Reproduce every one of the records below word for word, leaving out the pictures.

INFORMATION SUPPLIED:

------

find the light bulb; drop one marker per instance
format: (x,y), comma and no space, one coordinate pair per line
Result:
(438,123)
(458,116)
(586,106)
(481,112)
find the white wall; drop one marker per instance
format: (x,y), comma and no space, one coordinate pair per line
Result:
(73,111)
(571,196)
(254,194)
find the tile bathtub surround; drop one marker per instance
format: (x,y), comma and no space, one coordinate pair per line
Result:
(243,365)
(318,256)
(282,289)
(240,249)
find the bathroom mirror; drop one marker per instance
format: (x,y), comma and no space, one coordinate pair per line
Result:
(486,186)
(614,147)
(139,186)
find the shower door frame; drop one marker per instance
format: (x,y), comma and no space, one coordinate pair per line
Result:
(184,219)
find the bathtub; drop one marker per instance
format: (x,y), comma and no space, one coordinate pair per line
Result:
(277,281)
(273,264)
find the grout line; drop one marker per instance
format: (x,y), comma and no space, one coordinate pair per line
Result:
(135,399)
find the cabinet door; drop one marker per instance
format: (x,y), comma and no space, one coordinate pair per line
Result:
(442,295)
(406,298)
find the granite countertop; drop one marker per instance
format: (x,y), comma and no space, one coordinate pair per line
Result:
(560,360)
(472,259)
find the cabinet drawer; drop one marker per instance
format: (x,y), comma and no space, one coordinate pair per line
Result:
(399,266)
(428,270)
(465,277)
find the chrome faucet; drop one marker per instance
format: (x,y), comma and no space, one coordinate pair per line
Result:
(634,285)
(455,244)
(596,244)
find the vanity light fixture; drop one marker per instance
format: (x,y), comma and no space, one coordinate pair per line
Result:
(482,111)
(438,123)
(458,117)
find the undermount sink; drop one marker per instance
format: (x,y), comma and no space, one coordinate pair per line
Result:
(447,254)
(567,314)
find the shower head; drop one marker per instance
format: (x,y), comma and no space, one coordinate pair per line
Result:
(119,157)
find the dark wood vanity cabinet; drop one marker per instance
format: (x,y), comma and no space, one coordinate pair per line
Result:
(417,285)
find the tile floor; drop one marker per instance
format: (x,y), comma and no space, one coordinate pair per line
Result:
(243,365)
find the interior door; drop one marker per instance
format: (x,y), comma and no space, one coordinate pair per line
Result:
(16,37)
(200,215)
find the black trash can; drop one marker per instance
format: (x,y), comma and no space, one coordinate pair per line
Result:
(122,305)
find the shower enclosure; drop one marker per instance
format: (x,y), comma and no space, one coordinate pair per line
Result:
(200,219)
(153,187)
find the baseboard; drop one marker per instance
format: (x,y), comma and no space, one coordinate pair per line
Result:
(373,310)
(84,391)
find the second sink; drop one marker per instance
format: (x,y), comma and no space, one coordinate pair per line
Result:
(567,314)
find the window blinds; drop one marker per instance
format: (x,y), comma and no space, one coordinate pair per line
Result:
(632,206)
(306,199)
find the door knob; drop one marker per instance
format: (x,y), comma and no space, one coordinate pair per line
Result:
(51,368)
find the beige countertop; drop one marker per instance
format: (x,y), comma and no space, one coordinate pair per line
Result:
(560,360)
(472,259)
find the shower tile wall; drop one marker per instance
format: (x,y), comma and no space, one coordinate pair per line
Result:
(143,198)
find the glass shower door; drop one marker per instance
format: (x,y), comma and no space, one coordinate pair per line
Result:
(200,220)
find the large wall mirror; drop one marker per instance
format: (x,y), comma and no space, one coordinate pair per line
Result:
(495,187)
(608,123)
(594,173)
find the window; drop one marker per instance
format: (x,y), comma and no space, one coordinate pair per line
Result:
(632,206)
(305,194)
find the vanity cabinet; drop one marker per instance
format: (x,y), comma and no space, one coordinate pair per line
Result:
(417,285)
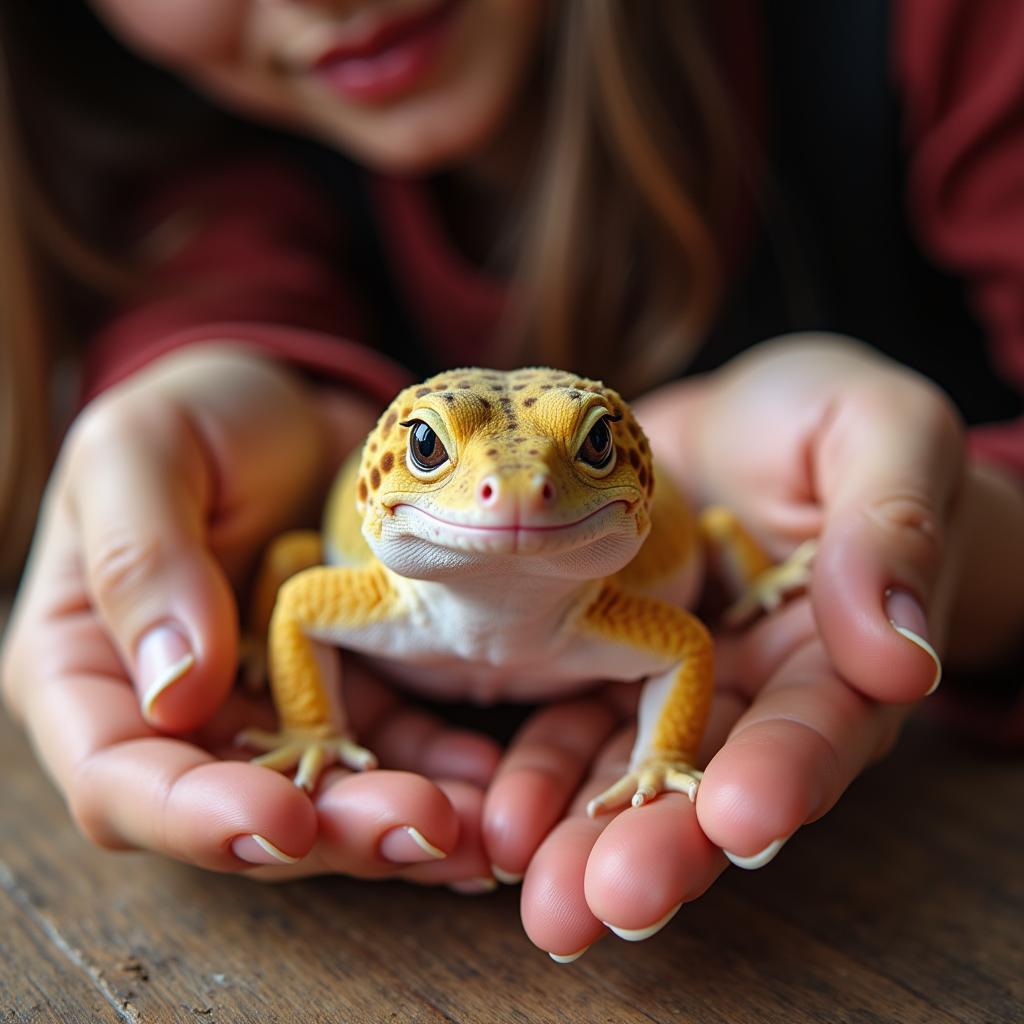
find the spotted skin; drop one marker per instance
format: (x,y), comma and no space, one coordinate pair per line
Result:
(506,530)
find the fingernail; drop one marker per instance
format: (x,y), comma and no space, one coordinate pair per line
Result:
(639,934)
(164,656)
(506,878)
(407,845)
(758,859)
(474,887)
(907,619)
(559,958)
(256,850)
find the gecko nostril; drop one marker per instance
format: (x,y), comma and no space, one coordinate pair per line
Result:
(487,492)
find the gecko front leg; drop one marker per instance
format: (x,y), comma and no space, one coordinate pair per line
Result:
(676,702)
(313,732)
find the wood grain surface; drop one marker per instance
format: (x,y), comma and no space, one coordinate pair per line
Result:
(905,904)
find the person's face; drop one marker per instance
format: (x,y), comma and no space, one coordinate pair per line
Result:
(403,85)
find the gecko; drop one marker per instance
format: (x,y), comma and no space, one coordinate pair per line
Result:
(505,535)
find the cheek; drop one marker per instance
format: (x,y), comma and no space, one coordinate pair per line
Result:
(179,32)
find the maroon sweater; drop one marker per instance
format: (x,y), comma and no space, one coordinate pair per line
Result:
(255,257)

------

TASK SOLUTION:
find the light bulb; drop one marker per instance
format: (x,y), comma and no space, one coordinate pair per line
Result:
(438,123)
(458,116)
(586,106)
(481,112)
find the white wall; drop one marker per instance
format: (x,y), comma and no space, one coordinate pair per line
Result:
(73,111)
(571,196)
(254,194)
find the tile bathtub surround; drop one marker per instance
format: (x,y), comma and no space, one coordinate pair per line
Result:
(243,365)
(318,256)
(282,289)
(240,249)
find the bathroom mirror; drop one marker per instance
format: (x,y), comma and no space, one coordinate pair per line
Result:
(486,186)
(614,147)
(139,186)
find the shower door frame; drop one marker per instance
format: (x,y), comma and no space, one coordinate pair per line
Result:
(184,219)
find the bathtub; drop one marker per instance
format: (x,y), comma and no space, one coordinate pair per line
Result:
(277,281)
(273,264)
find the grout line; drop one marker per instance
format: (x,y), comma and no space, one coordinate pair per line
Result:
(135,399)
find the cabinet door; drop one marker per instance
format: (x,y), comma and no space, one coordinate pair per line
Result:
(442,295)
(406,298)
find the granite countertop; drop one marker per instance
format: (x,y), comma and no space, one coordinate pair per line
Result:
(560,360)
(472,259)
find the cabinet drawer; drop one marker per instance
format: (x,y), comma and no space, one coordinate pair per line
Result:
(399,266)
(428,270)
(465,277)
find the chrome faucet; drop one marker per instance
format: (x,y), comma and no space, one coordinate pair per line
Result:
(634,285)
(455,244)
(596,244)
find the vanity light fixture; drop one marker per instance
format: (x,y), comma and no space, one coordinate pair per line
Result:
(482,111)
(438,123)
(458,117)
find the undermount sink; drop one marker per instance
format: (x,y), comma and no space, one coordinate pair per line
Result:
(447,254)
(567,314)
find the shower head; drop one marker per instance
format: (x,y), comma and no space, one coordinate pair per line
Result:
(119,157)
find the dark wood vanity cabinet; drop one marker per instance
format: (x,y), comma and no space, one coordinate pair per line
Result:
(417,285)
find the tile floor; drop one marker per instance
format: (x,y), comma and no space, one coordinate pair per line
Result:
(243,365)
find the interior door; drop one marker per instance
format: (x,y), comma and no space, one coordinate pair per line
Result:
(16,37)
(200,215)
find the black trash can; drop one marker per instance
format: (x,y), comma and no space, one coordinate pair per line
Result:
(122,305)
find the shower enclosure; drop one marker per instance
format: (x,y), comma and no space, one coordinate pair per line
Result:
(200,219)
(153,187)
find the baseboard; drop one marker per instance
format: (x,y), comma and no space, one coordinate pair per line
Result:
(373,310)
(84,391)
find the second sink; drop one marker per instance
format: (x,y), comma and no space, one coordinate pair per line
Result:
(567,314)
find the window blinds; drop one marker per instance
format: (x,y), comma and no space, one coordinate pair per line
Result:
(632,206)
(306,199)
find the door knob; drop one marker per instance
format: (x,y), comma and no space, one coordinate pair per line
Result:
(51,368)
find the beige countertop; drop one marker per instance
format: (x,y), comma and no space, one coordinate pair per line
Result:
(560,360)
(472,259)
find the shower tile wall; drop one marker per instance
format: (x,y), comma and no space, one coordinate pair per line
Result:
(143,198)
find the glass shower door; drop one marker per instance
format: (x,y), comma and no space, one coordinate pair per line
Result:
(200,220)
find the large wall mirror; drop one marker per instance
format: (x,y), comma and no space, one coordinate pair per line
Result:
(495,187)
(608,123)
(594,173)
find the window; drop one marker per instance
format: (x,y), comma and no space, one coordinate pair per line
Result:
(632,206)
(305,194)
find the vanity cabinet; drop one marker per instance
format: (x,y), comma and no space, one coordinate pair per line
Result:
(417,285)
find the spotted skin; drop one marker per instance
format: (x,y), comma and no space, one coordinate pair per line
Result:
(506,530)
find the fingernail; drop one marker per instance
format: (x,y), comma and no space, one coordinate pair per line
Result:
(639,934)
(164,656)
(506,878)
(407,845)
(758,859)
(474,887)
(907,619)
(559,958)
(256,850)
find the gecko nostril; drop one marker per instance
format: (x,y), comma and no space, one coordinate pair per line
Result:
(487,492)
find the gecko front leg; drop one marker per instance
format: (x,y), comma and no space, one coordinate pair per line
Result:
(676,702)
(313,732)
find the wood grain surface; drop one marker per instance
format: (x,y), comma and no space, one coordinate pair per line
Result:
(905,904)
find the person's face; drop one marker per instance
format: (x,y), comma and no space, one coordinate pair per line
Result:
(403,85)
find the gecko; drop one marker per instance
format: (x,y), comma and no space, one coordinate pair per line
Result:
(505,535)
find the cheek; drop one marker per instance
format: (x,y), comma and no space, one coordinate pair per line
Result:
(179,32)
find the maroon sweater; drop one marker per instance
format: (x,y), comma and no space, one coordinate pair per line
Result:
(255,257)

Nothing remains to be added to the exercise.